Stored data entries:
BEGIN

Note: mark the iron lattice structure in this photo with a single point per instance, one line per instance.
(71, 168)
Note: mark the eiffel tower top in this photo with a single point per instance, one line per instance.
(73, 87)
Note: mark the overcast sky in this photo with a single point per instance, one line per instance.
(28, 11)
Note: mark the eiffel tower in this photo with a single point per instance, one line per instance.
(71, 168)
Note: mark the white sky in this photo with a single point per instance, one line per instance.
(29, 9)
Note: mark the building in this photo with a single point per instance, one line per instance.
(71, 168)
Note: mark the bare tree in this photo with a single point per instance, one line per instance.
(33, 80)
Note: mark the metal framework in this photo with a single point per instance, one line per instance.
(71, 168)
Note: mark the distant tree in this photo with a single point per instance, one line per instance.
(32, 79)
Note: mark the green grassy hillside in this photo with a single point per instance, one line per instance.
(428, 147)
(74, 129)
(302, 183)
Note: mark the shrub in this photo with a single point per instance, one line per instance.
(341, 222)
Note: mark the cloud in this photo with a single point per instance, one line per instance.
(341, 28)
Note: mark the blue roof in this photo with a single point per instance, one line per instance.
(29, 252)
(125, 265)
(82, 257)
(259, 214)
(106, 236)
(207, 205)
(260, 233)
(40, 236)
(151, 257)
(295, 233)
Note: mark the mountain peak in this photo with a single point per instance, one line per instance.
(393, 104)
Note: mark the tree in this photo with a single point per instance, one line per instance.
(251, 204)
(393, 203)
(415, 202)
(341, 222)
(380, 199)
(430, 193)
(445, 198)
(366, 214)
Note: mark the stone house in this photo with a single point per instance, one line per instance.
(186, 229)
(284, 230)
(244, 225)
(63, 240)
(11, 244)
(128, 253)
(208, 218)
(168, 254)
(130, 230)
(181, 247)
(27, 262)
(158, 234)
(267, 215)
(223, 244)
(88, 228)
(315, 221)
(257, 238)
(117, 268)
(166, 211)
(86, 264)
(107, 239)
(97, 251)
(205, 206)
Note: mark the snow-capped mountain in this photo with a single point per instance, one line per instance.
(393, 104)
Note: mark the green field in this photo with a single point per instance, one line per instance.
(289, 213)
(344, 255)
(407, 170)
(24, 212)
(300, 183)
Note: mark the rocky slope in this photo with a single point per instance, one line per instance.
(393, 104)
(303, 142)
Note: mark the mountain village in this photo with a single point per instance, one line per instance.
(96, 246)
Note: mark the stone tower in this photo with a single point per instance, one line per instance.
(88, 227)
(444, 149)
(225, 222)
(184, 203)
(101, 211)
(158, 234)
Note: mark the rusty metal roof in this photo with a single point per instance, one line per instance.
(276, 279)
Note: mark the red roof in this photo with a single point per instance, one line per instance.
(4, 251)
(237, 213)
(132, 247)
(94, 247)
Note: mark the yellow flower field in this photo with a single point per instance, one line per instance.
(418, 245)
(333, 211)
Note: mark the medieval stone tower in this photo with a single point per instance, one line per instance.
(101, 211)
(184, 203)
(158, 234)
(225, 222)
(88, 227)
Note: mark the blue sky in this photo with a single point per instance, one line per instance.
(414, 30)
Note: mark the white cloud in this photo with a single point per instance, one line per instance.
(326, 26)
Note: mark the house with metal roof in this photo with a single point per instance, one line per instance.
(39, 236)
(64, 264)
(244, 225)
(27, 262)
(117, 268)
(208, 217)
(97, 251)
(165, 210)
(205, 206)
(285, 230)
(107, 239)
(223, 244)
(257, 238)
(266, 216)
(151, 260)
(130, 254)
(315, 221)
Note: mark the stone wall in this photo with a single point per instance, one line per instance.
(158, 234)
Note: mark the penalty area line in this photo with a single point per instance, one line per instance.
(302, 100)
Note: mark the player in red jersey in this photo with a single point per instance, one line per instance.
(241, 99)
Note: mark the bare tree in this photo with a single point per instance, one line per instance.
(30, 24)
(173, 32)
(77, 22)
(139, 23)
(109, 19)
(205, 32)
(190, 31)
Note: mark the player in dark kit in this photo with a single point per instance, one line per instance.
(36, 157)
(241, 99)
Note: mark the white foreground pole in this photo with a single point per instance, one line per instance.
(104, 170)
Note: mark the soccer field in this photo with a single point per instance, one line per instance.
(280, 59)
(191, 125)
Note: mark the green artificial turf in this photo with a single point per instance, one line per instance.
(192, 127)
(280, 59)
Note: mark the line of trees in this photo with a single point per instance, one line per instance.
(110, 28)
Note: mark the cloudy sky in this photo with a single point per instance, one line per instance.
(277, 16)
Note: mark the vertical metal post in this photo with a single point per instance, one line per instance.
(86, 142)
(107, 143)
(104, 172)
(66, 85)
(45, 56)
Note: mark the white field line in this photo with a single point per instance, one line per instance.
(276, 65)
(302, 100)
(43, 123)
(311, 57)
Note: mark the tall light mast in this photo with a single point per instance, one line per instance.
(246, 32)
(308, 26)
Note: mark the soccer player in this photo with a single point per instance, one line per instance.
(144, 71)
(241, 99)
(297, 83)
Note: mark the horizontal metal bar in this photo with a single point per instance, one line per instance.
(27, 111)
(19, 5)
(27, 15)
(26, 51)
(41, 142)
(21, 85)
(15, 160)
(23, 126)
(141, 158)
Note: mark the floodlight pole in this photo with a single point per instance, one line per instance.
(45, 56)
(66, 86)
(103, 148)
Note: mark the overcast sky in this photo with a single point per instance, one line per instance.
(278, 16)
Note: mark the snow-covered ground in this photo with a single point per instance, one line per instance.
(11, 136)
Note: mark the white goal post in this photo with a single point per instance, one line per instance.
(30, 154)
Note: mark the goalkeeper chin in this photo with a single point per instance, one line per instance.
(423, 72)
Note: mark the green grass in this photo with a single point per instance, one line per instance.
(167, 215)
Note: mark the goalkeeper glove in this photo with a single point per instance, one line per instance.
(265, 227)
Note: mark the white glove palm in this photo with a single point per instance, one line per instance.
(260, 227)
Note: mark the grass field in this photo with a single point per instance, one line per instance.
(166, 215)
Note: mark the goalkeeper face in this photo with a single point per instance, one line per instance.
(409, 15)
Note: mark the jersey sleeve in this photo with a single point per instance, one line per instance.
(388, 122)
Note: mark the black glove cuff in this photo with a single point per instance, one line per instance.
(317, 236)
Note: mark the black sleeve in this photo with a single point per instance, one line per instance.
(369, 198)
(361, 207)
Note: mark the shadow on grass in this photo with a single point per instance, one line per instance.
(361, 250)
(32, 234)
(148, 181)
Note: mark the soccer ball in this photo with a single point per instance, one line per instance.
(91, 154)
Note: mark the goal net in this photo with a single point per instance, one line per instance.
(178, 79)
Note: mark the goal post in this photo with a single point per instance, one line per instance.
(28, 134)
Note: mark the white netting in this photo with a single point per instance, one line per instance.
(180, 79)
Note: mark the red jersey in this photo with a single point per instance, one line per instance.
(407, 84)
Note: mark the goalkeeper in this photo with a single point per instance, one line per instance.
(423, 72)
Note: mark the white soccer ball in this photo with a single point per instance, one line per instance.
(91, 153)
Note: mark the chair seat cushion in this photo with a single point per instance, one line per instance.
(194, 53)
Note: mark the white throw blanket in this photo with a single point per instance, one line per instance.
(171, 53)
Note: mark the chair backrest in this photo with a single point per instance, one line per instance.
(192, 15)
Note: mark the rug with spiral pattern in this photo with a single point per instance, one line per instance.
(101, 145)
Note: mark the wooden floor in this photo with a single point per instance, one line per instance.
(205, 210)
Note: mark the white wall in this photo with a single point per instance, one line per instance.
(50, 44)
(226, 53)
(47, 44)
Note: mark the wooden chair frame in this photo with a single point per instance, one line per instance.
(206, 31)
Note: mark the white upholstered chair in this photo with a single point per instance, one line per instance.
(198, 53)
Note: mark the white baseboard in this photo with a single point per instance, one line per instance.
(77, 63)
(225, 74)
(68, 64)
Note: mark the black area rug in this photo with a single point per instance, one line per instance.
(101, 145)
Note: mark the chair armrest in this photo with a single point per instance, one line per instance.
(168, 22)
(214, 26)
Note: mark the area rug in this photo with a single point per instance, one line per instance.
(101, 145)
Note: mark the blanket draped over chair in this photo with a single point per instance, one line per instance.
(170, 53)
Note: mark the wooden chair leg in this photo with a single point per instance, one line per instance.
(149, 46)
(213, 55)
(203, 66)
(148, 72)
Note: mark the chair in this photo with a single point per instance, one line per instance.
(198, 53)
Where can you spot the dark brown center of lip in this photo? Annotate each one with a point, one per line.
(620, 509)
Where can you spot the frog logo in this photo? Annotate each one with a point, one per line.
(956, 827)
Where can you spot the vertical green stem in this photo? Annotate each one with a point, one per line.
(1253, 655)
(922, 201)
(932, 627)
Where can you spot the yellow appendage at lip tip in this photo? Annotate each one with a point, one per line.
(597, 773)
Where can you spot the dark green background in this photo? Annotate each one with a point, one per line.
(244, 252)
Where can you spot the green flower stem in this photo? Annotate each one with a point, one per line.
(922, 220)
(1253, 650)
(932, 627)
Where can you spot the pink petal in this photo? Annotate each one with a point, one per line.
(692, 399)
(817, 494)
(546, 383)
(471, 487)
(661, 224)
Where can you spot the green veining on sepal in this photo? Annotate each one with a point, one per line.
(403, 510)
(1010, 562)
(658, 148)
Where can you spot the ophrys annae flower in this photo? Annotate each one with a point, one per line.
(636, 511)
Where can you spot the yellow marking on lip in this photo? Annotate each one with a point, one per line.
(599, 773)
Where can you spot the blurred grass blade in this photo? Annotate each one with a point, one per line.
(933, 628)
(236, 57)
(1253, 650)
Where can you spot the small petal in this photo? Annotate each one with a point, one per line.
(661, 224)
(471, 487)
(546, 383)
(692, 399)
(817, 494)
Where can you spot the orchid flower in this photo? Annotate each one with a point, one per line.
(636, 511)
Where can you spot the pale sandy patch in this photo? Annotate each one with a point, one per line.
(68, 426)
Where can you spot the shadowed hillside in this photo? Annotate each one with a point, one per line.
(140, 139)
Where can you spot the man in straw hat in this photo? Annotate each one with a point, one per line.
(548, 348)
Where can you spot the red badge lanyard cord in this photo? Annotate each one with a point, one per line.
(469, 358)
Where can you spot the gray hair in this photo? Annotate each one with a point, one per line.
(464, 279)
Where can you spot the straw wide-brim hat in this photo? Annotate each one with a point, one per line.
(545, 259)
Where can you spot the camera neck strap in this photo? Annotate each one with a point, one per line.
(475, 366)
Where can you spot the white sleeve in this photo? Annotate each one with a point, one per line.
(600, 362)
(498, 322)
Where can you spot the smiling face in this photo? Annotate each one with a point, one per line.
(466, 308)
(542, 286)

END

Exercise » Starting at the line that contains "Where can you spot the white", retype each line through the last one in the records, both included, and add nothing.

Answer space »
Where can you spot the white sleeve in this photo? Annotate each one with a point, one per line.
(600, 362)
(498, 322)
Where can you spot the smiling face in this photo? Annotate each one with a point, one per line.
(466, 308)
(542, 286)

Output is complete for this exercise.